ASSIGNMENT → Except for the pictures, output the records in full and exactly.

-- DATA RECORDS follows --

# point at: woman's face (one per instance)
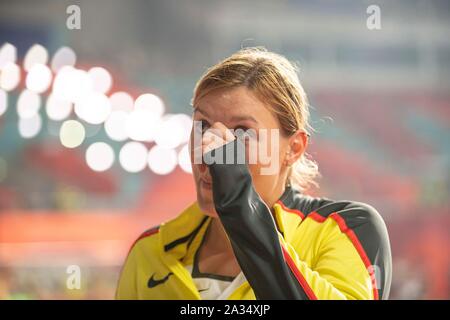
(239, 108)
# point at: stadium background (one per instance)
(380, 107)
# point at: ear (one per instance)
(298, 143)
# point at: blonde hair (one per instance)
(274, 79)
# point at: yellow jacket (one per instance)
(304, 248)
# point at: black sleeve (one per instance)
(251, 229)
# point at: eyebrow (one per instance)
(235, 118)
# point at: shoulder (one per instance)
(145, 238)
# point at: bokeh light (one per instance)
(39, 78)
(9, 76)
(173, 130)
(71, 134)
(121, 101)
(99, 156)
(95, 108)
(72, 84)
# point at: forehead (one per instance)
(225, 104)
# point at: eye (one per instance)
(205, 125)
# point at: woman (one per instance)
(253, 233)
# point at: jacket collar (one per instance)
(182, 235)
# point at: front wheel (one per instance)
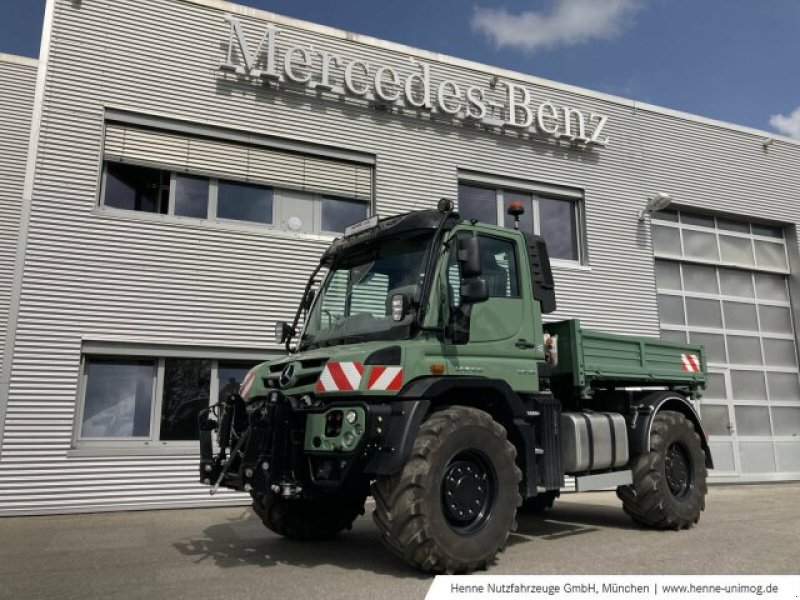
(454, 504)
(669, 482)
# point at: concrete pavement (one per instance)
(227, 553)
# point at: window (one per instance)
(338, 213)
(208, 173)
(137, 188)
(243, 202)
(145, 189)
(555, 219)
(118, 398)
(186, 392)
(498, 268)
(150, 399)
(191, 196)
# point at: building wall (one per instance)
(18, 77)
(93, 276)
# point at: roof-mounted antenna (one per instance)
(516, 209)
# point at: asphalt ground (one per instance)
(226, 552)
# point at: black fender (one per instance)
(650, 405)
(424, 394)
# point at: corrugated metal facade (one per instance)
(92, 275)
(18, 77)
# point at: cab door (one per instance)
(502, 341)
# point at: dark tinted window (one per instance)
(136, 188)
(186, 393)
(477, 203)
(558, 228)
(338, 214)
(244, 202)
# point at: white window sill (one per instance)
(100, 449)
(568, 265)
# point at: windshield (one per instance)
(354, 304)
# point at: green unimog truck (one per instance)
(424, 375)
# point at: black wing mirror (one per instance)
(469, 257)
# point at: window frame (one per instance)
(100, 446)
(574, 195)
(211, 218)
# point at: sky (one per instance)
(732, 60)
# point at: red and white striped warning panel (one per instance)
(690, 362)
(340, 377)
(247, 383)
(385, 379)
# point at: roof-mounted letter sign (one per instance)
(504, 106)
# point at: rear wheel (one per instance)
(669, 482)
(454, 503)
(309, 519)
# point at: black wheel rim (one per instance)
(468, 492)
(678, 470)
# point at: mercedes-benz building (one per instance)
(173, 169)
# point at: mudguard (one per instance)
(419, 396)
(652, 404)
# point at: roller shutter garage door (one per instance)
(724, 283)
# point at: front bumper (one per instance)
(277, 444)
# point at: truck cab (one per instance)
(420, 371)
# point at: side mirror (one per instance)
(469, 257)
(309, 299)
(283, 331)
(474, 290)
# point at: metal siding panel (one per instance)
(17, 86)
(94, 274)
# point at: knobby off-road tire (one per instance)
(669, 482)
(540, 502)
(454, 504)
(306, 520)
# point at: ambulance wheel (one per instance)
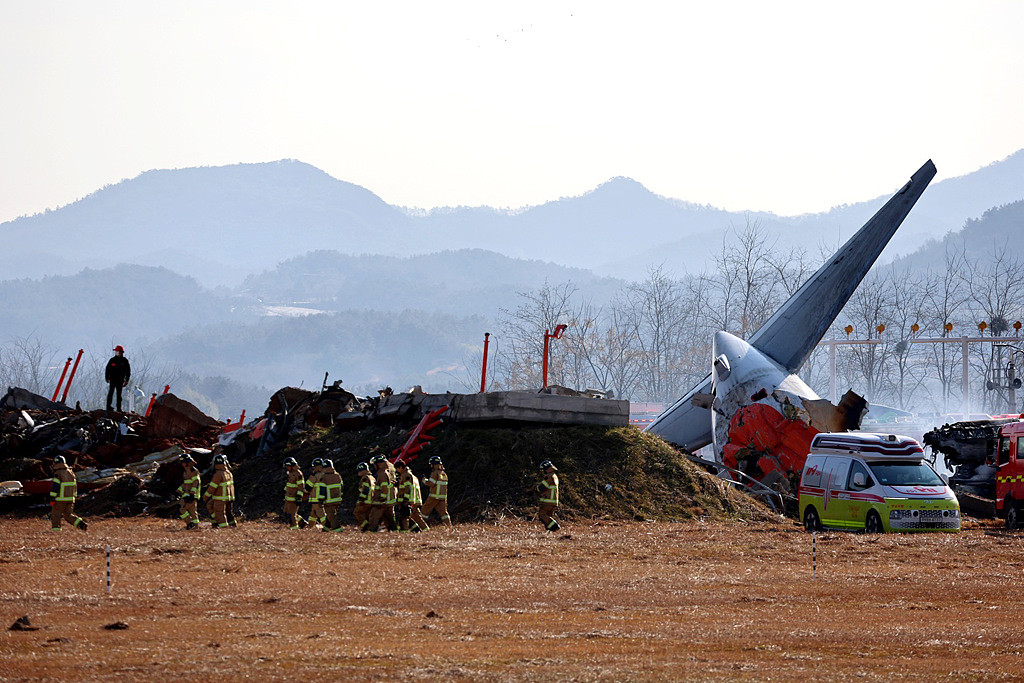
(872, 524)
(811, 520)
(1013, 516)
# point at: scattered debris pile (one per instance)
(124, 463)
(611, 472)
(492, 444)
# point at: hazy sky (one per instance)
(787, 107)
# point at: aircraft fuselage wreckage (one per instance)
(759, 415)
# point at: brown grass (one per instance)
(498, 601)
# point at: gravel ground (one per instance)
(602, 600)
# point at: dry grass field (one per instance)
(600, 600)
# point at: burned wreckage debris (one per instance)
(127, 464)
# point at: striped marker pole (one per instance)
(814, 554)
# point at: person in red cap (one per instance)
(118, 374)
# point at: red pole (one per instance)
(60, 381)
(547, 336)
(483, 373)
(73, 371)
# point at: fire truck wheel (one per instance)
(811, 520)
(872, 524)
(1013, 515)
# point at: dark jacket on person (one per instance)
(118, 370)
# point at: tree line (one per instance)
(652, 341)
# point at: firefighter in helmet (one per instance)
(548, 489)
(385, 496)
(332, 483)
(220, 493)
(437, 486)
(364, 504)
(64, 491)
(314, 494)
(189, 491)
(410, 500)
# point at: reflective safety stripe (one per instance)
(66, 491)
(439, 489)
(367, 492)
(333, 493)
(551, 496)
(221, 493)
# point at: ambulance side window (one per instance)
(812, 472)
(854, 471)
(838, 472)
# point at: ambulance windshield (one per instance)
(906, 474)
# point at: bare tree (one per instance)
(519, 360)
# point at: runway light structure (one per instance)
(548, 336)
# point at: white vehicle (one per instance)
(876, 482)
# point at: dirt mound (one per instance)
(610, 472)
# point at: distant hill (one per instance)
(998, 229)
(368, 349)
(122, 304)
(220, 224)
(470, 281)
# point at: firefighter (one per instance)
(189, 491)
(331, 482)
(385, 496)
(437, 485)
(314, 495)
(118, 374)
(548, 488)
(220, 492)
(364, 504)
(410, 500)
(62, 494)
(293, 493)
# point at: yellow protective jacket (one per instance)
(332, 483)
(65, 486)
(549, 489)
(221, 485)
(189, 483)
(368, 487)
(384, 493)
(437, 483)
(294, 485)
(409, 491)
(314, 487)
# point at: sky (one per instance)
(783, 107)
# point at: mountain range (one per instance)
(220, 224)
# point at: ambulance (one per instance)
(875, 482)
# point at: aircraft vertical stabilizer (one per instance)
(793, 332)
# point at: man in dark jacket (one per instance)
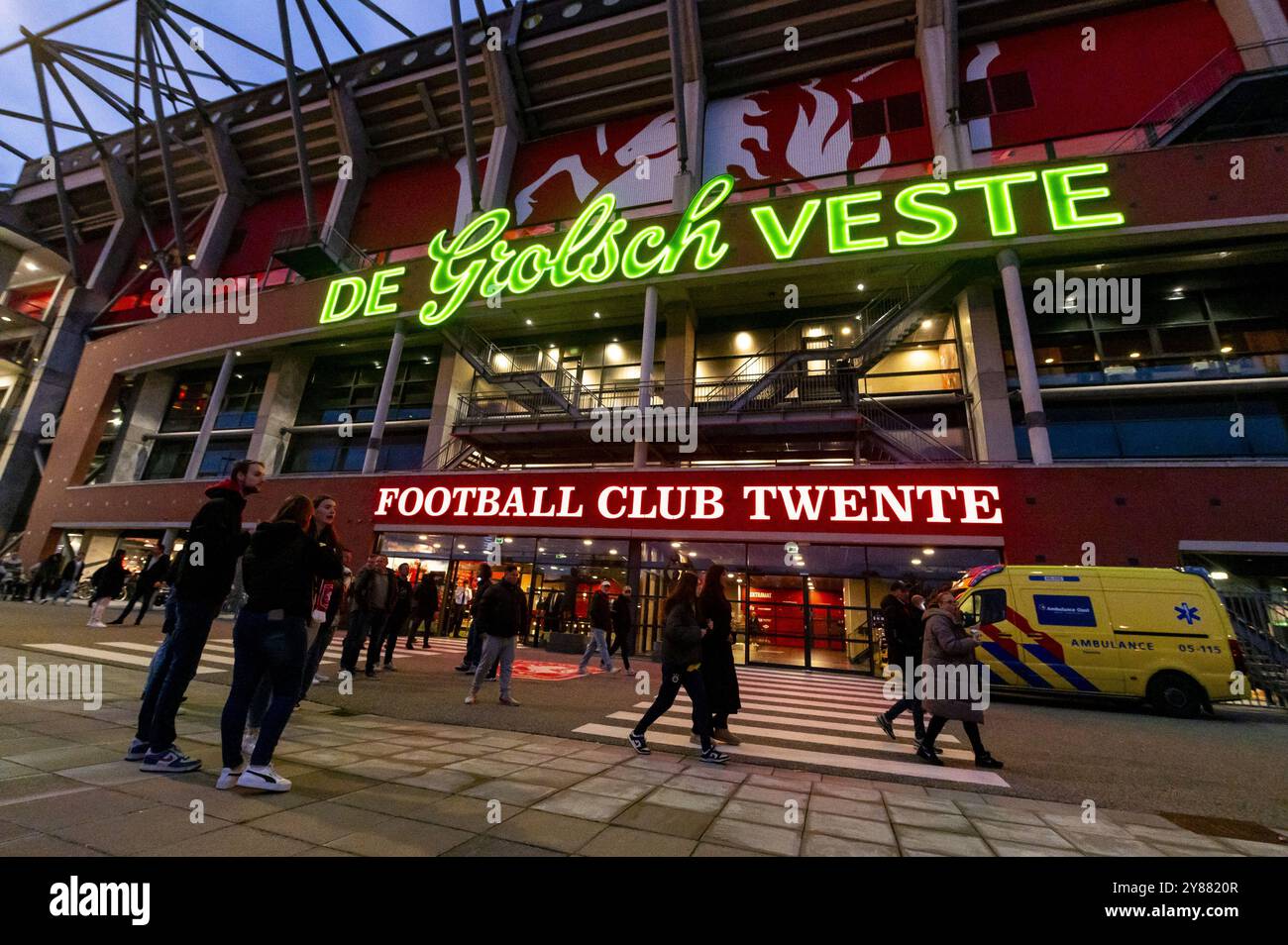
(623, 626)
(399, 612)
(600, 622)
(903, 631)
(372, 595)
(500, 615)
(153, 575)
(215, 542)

-- DATA RECORDS concluded --

RESULT OF THIS TASK →
# point at: woman's face (one per instance)
(239, 108)
# point at: stadium background (one per instance)
(380, 107)
# point at: ear (one per instance)
(298, 143)
# point at: blonde hair (one per instance)
(274, 79)
# point at: yellow jacket (one per instance)
(304, 248)
# point at: black sleeve (one per instance)
(251, 229)
# point at: eyebrow (one per instance)
(235, 118)
# point at: shoulder (one per instance)
(145, 238)
# point at: bokeh light (one per instance)
(39, 78)
(9, 76)
(173, 130)
(71, 134)
(121, 101)
(99, 156)
(95, 108)
(72, 84)
# point at: forehead (one per instance)
(225, 104)
# point at: eye (one per instance)
(205, 125)
# point at: woman (one per instance)
(253, 233)
# point at: jacket collar (one per instance)
(182, 235)
# point at: front wheel (one per instance)
(454, 504)
(669, 482)
# point at: concrete pavement (one per instance)
(227, 553)
# point at: window (one per instance)
(338, 213)
(208, 173)
(137, 188)
(243, 202)
(145, 189)
(555, 219)
(118, 398)
(186, 392)
(498, 268)
(150, 399)
(191, 196)
# point at: building wall (one per instance)
(18, 77)
(93, 276)
# point at: roof-mounted antenna (one per instance)
(516, 209)
# point at: asphalt ground (one per instance)
(226, 552)
# point at: black fender (one per instance)
(650, 405)
(424, 394)
# point at: corrugated metal facade (one per instance)
(92, 275)
(18, 77)
# point at: cab door (one per instance)
(502, 341)
# point at: dark tinted window (one per instance)
(136, 188)
(186, 393)
(477, 203)
(558, 228)
(338, 214)
(244, 202)
# point at: white window sill (one per instance)
(100, 449)
(568, 265)
# point at: windshield (one per instance)
(354, 304)
# point at: green unimog truck (one per instance)
(424, 375)
# point at: black wing mirror (one per instance)
(469, 257)
# point at: window frame (one per instance)
(100, 446)
(574, 195)
(211, 218)
# point at: sky (one per instance)
(732, 60)
# point at: red and white striped warning panel (one per instance)
(690, 362)
(340, 377)
(247, 383)
(385, 379)
# point at: roof-mounted letter sign (one per instance)
(504, 106)
# point at: rear wheel (one per instance)
(669, 482)
(454, 503)
(309, 519)
# point at: black wheel rim (one per instance)
(468, 492)
(678, 470)
# point at: mercedes-benz building (one per instance)
(173, 169)
# point at: mudguard (one per instance)
(419, 396)
(652, 404)
# point at: roller shutter garage door (one per instance)
(724, 283)
# point at: front bumper (one per instance)
(277, 444)
# point at: truck cab (one per instance)
(420, 371)
# point at: side mirror (one per instance)
(469, 257)
(309, 299)
(283, 331)
(474, 290)
# point at: metal siding panel (one per instance)
(17, 86)
(94, 274)
# point at: knobby off-road tire (one per instance)
(669, 482)
(540, 502)
(454, 504)
(306, 520)
# point at: ambulance wheel (one per instance)
(872, 524)
(811, 520)
(1013, 516)
# point at: scattered debris pile (one per instance)
(124, 463)
(611, 472)
(492, 444)
# point at: hazy sky (one per instance)
(787, 107)
# point at: aircraft fuselage wreckage (one per instance)
(759, 415)
# point at: brown grass (one per instance)
(498, 601)
# point at: gravel ground (one per instance)
(602, 600)
# point at: dry grass field (one per instance)
(600, 600)
# point at: burned wreckage debris (one per instance)
(127, 464)
# point at: striped marker pole (one per instance)
(814, 554)
# point at: person in red cap (one per instance)
(118, 374)
# point at: red pole (one per instance)
(60, 381)
(547, 336)
(483, 373)
(73, 371)
# point at: fire truck wheel (one per instance)
(811, 520)
(872, 524)
(1013, 515)
# point at: dark jacket on person (one per instance)
(118, 370)
# point at: tree line (one per instance)
(652, 341)
# point at: firefighter in helmet (one per instance)
(548, 489)
(385, 496)
(332, 483)
(220, 493)
(437, 486)
(364, 504)
(64, 491)
(314, 494)
(189, 491)
(410, 500)
# point at: reflective safety stripe (one per instance)
(66, 491)
(439, 489)
(367, 492)
(333, 493)
(551, 496)
(221, 493)
# point at: ambulance side window (one per instance)
(812, 472)
(854, 471)
(838, 472)
# point at: ambulance windshield (one per instance)
(906, 474)
# point at: bare tree (one per instance)
(519, 360)
# point at: runway light structure (one per instance)
(548, 336)
# point at: white vehicle (one per instance)
(876, 482)
# point at: dirt mound (one per instance)
(610, 472)
# point at: distant hill (one per instance)
(998, 229)
(368, 349)
(122, 304)
(220, 224)
(470, 281)
# point at: firefighter (one per instance)
(189, 491)
(331, 482)
(385, 496)
(437, 485)
(314, 495)
(118, 374)
(548, 488)
(220, 492)
(364, 504)
(410, 500)
(62, 494)
(293, 493)
# point at: yellow protective jacket (one per instance)
(332, 483)
(65, 486)
(549, 489)
(221, 485)
(189, 483)
(368, 487)
(384, 493)
(437, 483)
(294, 485)
(409, 491)
(314, 487)
# point at: sky (one per instance)
(783, 107)
# point at: mountain range (one per instance)
(220, 224)
# point at: ambulance (one per instance)
(875, 482)
# point at: aircraft vertical stabilizer (one per instance)
(793, 332)
# point at: man in dark jacket (one per instance)
(623, 626)
(399, 612)
(600, 622)
(903, 631)
(372, 595)
(500, 615)
(153, 575)
(215, 542)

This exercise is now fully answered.